TASK PROMPT: Gather each line of the listing below that contains the word "white".

— Start of EXTRACTED ENTRIES —

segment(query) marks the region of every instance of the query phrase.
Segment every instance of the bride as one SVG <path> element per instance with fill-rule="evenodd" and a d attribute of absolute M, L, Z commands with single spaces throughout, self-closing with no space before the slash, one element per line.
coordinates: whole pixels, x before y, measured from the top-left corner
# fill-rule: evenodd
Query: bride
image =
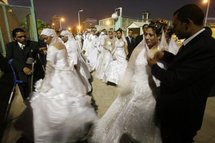
<path fill-rule="evenodd" d="M 160 34 L 153 31 L 155 39 L 151 40 L 158 47 Z M 147 62 L 151 55 L 148 44 L 144 39 L 133 51 L 120 95 L 96 123 L 90 143 L 123 143 L 128 139 L 138 143 L 162 142 L 155 124 L 156 83 Z"/>
<path fill-rule="evenodd" d="M 91 97 L 73 66 L 63 42 L 53 29 L 44 29 L 48 44 L 46 75 L 31 99 L 35 143 L 67 143 L 86 138 L 97 120 Z"/>

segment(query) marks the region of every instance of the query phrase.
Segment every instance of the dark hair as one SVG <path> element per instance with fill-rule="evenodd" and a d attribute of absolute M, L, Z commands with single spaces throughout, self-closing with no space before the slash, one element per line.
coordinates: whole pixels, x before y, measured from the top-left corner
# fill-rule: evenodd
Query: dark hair
<path fill-rule="evenodd" d="M 122 33 L 122 32 L 123 32 L 123 30 L 122 30 L 121 28 L 119 28 L 118 30 L 116 30 L 116 32 L 120 32 L 120 33 Z"/>
<path fill-rule="evenodd" d="M 162 34 L 162 29 L 164 28 L 164 24 L 160 21 L 151 21 L 147 28 L 152 28 L 152 30 L 156 33 L 156 35 Z"/>
<path fill-rule="evenodd" d="M 144 24 L 144 25 L 142 26 L 143 29 L 144 29 L 145 27 L 148 27 L 148 24 Z"/>
<path fill-rule="evenodd" d="M 18 33 L 18 32 L 25 32 L 25 30 L 23 30 L 22 28 L 15 28 L 15 29 L 13 29 L 13 31 L 12 31 L 13 38 L 16 37 L 16 33 Z"/>
<path fill-rule="evenodd" d="M 210 36 L 213 34 L 213 31 L 211 30 L 210 27 L 205 26 L 204 28 L 205 28 L 205 31 L 206 31 Z"/>
<path fill-rule="evenodd" d="M 173 14 L 177 16 L 181 22 L 189 23 L 189 20 L 193 21 L 198 26 L 203 25 L 204 12 L 200 7 L 195 4 L 187 4 L 176 10 Z"/>

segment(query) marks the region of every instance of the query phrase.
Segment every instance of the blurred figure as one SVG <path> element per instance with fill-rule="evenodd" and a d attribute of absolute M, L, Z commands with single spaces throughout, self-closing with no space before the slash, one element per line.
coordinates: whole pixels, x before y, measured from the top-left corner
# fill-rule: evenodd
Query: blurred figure
<path fill-rule="evenodd" d="M 148 24 L 144 24 L 142 26 L 143 34 L 142 35 L 138 35 L 135 38 L 135 47 L 144 39 L 144 33 L 145 33 L 145 30 L 146 30 L 147 26 L 148 26 Z"/>
<path fill-rule="evenodd" d="M 133 37 L 133 30 L 129 29 L 128 30 L 128 36 L 126 37 L 127 45 L 128 45 L 128 55 L 127 59 L 129 60 L 131 53 L 133 52 L 135 48 L 135 39 Z"/>
<path fill-rule="evenodd" d="M 122 29 L 116 31 L 117 38 L 112 50 L 113 61 L 108 65 L 105 72 L 105 81 L 107 84 L 117 85 L 122 79 L 127 67 L 127 42 Z"/>
<path fill-rule="evenodd" d="M 91 97 L 73 65 L 66 47 L 53 29 L 43 29 L 48 45 L 46 74 L 36 83 L 31 99 L 35 143 L 76 143 L 86 139 L 96 112 Z"/>

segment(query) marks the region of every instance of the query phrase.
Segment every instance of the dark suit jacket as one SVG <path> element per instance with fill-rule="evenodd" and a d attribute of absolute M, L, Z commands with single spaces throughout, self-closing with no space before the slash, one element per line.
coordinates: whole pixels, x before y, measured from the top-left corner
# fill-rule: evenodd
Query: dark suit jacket
<path fill-rule="evenodd" d="M 128 59 L 130 58 L 134 48 L 135 48 L 135 39 L 134 38 L 131 38 L 131 41 L 129 40 L 129 37 L 126 37 L 126 41 L 127 41 L 127 44 L 128 44 Z"/>
<path fill-rule="evenodd" d="M 38 60 L 38 43 L 34 41 L 27 41 L 26 46 L 22 50 L 17 42 L 11 42 L 7 45 L 7 54 L 6 57 L 7 59 L 13 59 L 12 65 L 15 68 L 16 74 L 18 76 L 19 80 L 22 80 L 23 82 L 28 82 L 29 76 L 25 75 L 23 72 L 24 67 L 29 67 L 31 68 L 31 64 L 27 64 L 27 59 L 29 57 L 35 59 L 36 61 Z M 36 62 L 34 65 L 34 78 L 38 79 L 39 77 L 43 77 L 44 73 L 38 73 L 38 71 L 41 72 L 42 66 L 40 62 Z"/>
<path fill-rule="evenodd" d="M 152 66 L 152 74 L 161 81 L 157 99 L 161 125 L 199 130 L 215 81 L 215 40 L 203 31 L 172 60 L 165 59 L 169 60 L 167 70 Z"/>

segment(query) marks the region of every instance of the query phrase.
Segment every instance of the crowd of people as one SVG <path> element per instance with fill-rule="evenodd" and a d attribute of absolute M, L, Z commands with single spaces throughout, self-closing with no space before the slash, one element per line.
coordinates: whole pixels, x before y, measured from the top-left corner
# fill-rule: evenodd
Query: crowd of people
<path fill-rule="evenodd" d="M 17 142 L 192 143 L 215 81 L 215 39 L 203 20 L 203 11 L 187 4 L 174 12 L 173 27 L 154 20 L 137 37 L 131 29 L 126 37 L 122 29 L 92 27 L 74 36 L 45 28 L 34 42 L 14 29 L 1 67 L 10 70 L 10 61 L 32 115 L 24 125 L 31 135 L 20 127 L 26 116 L 17 120 Z M 184 39 L 180 48 L 173 34 Z M 93 72 L 120 88 L 100 119 Z"/>

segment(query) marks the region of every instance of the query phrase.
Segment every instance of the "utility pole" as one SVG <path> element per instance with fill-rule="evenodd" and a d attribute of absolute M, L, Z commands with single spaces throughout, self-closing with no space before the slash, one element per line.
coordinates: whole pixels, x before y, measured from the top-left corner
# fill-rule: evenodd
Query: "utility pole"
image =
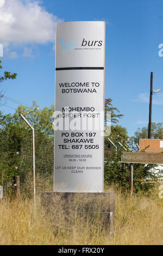
<path fill-rule="evenodd" d="M 25 123 L 32 130 L 32 149 L 33 149 L 33 193 L 34 193 L 34 218 L 36 217 L 36 187 L 35 187 L 35 130 L 22 114 L 20 113 L 20 116 L 23 119 Z"/>
<path fill-rule="evenodd" d="M 152 104 L 153 94 L 153 72 L 151 72 L 151 89 L 149 98 L 149 124 L 148 124 L 148 139 L 151 137 L 151 116 L 152 116 Z"/>

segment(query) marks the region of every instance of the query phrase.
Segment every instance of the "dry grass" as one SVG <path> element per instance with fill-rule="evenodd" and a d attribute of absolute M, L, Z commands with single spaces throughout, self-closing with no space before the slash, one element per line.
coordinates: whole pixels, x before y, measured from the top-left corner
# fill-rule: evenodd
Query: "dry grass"
<path fill-rule="evenodd" d="M 109 190 L 110 191 L 110 190 Z M 163 245 L 163 198 L 158 187 L 150 196 L 116 192 L 114 236 L 108 230 L 84 221 L 74 215 L 71 224 L 62 216 L 53 223 L 37 202 L 33 218 L 33 201 L 0 201 L 0 245 Z"/>

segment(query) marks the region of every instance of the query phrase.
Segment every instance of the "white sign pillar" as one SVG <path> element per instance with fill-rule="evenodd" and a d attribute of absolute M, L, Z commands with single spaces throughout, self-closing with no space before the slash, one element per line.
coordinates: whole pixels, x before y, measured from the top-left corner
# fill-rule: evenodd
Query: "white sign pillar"
<path fill-rule="evenodd" d="M 103 191 L 104 56 L 104 22 L 57 23 L 54 191 Z"/>

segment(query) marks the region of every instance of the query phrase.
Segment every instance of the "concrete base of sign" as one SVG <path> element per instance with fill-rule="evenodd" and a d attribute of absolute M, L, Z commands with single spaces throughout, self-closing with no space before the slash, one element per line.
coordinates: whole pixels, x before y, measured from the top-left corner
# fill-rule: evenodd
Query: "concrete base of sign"
<path fill-rule="evenodd" d="M 41 204 L 55 221 L 71 223 L 74 218 L 95 222 L 113 234 L 115 193 L 42 192 Z M 84 220 L 83 219 L 83 220 Z M 53 220 L 52 220 L 53 221 Z"/>

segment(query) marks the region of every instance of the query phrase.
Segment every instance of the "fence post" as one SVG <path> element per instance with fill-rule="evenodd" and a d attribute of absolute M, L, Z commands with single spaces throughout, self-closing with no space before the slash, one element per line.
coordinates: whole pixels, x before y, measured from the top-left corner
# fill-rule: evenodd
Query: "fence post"
<path fill-rule="evenodd" d="M 15 198 L 17 198 L 20 196 L 20 176 L 14 176 L 14 194 Z"/>

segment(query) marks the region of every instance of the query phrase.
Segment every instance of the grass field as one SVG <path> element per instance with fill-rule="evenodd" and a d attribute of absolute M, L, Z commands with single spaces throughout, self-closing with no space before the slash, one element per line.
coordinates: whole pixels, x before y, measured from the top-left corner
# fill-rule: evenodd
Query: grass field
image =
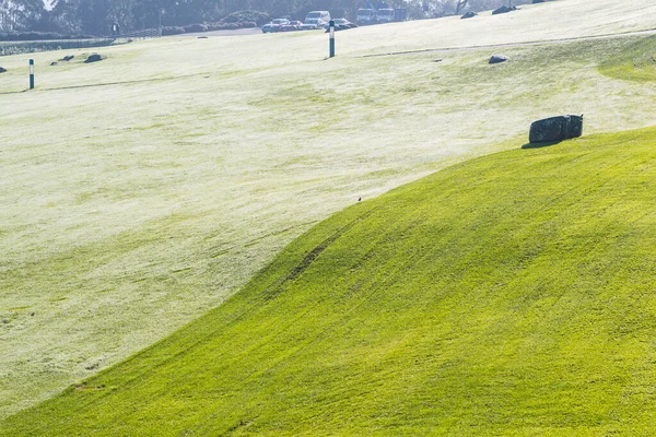
<path fill-rule="evenodd" d="M 613 3 L 349 31 L 330 61 L 313 33 L 38 54 L 30 93 L 27 57 L 0 58 L 0 415 L 220 305 L 358 198 L 517 149 L 537 118 L 656 125 L 654 86 L 604 70 L 653 38 L 504 48 L 495 67 L 497 49 L 362 58 L 655 27 L 651 1 Z"/>
<path fill-rule="evenodd" d="M 656 129 L 353 205 L 8 436 L 649 435 Z"/>

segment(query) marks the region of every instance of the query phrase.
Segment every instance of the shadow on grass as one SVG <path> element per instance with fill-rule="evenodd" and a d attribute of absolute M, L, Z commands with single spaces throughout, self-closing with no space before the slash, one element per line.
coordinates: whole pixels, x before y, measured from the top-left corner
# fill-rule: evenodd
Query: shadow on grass
<path fill-rule="evenodd" d="M 522 149 L 542 149 L 550 147 L 555 144 L 560 144 L 562 141 L 547 141 L 543 143 L 526 143 L 522 146 Z"/>

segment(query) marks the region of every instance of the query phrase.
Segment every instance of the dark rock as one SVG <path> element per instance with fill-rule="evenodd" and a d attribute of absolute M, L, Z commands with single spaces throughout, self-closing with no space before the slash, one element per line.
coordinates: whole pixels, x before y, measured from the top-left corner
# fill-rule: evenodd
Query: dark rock
<path fill-rule="evenodd" d="M 492 11 L 492 15 L 499 15 L 500 13 L 508 13 L 508 12 L 513 12 L 516 10 L 517 10 L 517 7 L 501 7 L 499 9 L 495 9 L 494 11 Z"/>
<path fill-rule="evenodd" d="M 107 58 L 105 58 L 104 56 L 101 56 L 98 54 L 93 54 L 93 55 L 90 55 L 89 58 L 86 58 L 84 63 L 98 62 L 98 61 L 102 61 L 103 59 L 107 59 Z"/>
<path fill-rule="evenodd" d="M 583 116 L 546 118 L 530 125 L 530 143 L 557 142 L 583 134 Z"/>
<path fill-rule="evenodd" d="M 511 58 L 508 58 L 507 56 L 493 55 L 492 58 L 490 58 L 490 63 L 502 63 L 502 62 L 506 62 L 508 60 L 511 60 Z"/>

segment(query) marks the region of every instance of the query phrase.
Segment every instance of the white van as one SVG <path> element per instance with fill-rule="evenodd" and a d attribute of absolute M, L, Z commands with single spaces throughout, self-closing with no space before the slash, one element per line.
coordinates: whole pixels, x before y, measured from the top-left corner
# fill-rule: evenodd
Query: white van
<path fill-rule="evenodd" d="M 328 11 L 312 11 L 305 17 L 305 22 L 308 21 L 312 23 L 315 20 L 318 20 L 319 26 L 327 26 L 330 23 L 330 12 Z"/>

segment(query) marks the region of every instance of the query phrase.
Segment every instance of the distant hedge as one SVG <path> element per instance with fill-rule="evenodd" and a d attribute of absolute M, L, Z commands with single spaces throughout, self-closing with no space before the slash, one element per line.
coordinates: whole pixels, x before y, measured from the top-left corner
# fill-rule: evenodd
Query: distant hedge
<path fill-rule="evenodd" d="M 254 27 L 261 26 L 271 21 L 271 15 L 260 11 L 237 11 L 223 17 L 223 23 L 255 23 Z"/>
<path fill-rule="evenodd" d="M 0 42 L 49 40 L 49 39 L 92 39 L 93 35 L 62 35 L 56 32 L 0 33 Z"/>
<path fill-rule="evenodd" d="M 236 31 L 237 28 L 253 28 L 257 27 L 257 23 L 254 21 L 244 21 L 239 23 L 197 23 L 189 24 L 183 27 L 179 26 L 166 26 L 162 27 L 162 35 L 179 35 L 190 34 L 199 32 L 213 32 L 213 31 Z"/>
<path fill-rule="evenodd" d="M 184 33 L 185 33 L 184 27 L 178 27 L 178 26 L 162 27 L 162 35 L 179 35 L 179 34 L 184 34 Z"/>

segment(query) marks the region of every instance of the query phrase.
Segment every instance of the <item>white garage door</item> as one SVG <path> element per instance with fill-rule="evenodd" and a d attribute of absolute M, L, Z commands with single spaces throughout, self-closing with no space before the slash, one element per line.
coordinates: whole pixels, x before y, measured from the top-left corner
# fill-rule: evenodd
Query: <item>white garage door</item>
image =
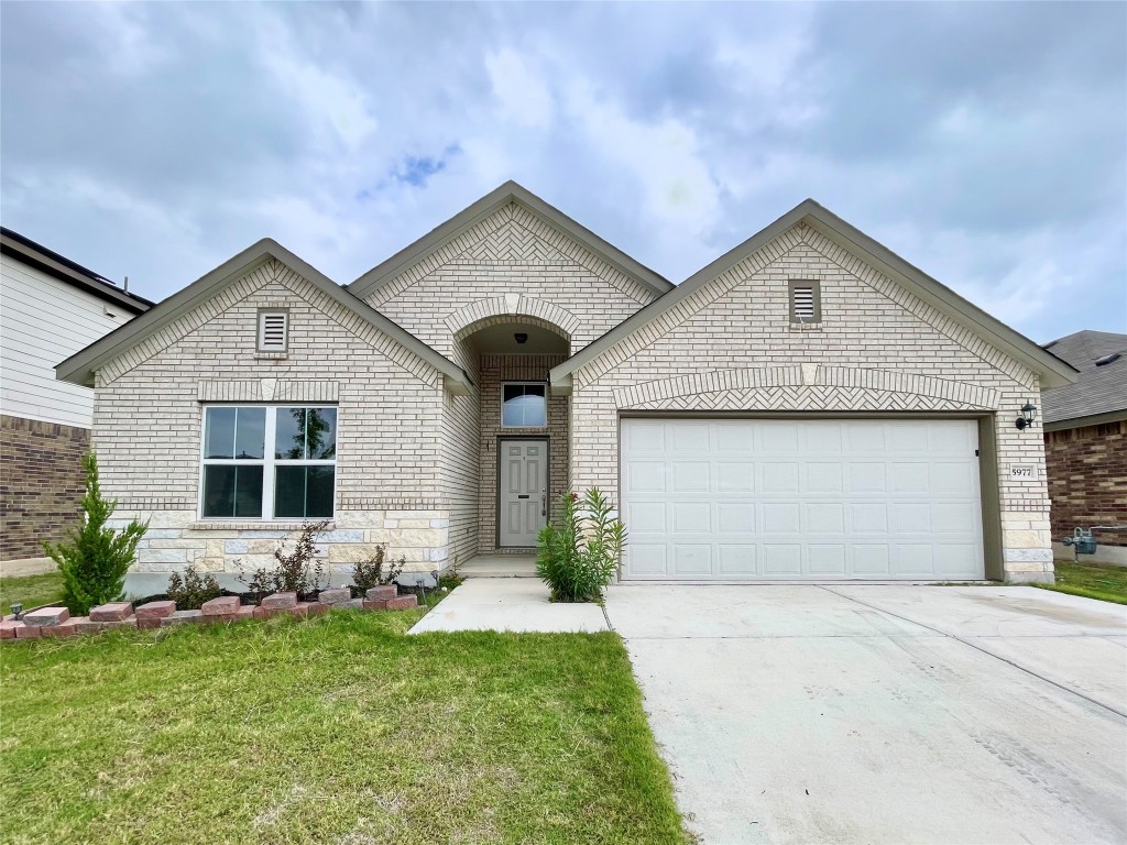
<path fill-rule="evenodd" d="M 624 419 L 623 577 L 983 578 L 974 420 Z"/>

— End of EXTRACTED ENTRIES —

FINAL ANSWER:
Segment every instance of the "white sign pillar" as one SVG <path> element per instance with fill-rule="evenodd" and a d attribute of absolute M, L, Z commands with single spaces throughout, self-closing with no space before the slash, one element per line.
Query: "white sign pillar"
Segment every instance of the white van as one SVG <path> element per instance with fill-rule="evenodd" and a d attribute of absolute M, L, Z commands with single spaces throughout, self-closing with no space before the slash, one element per line.
Query: white van
Segment every instance of the <item>white garage door</item> as one SVG <path> element per instance with fill-rule="evenodd" and a d attribute of absolute M, L, Z commands with single spaces throughout, self-closing with no space before the slash, one element per line.
Query: <item>white garage door</item>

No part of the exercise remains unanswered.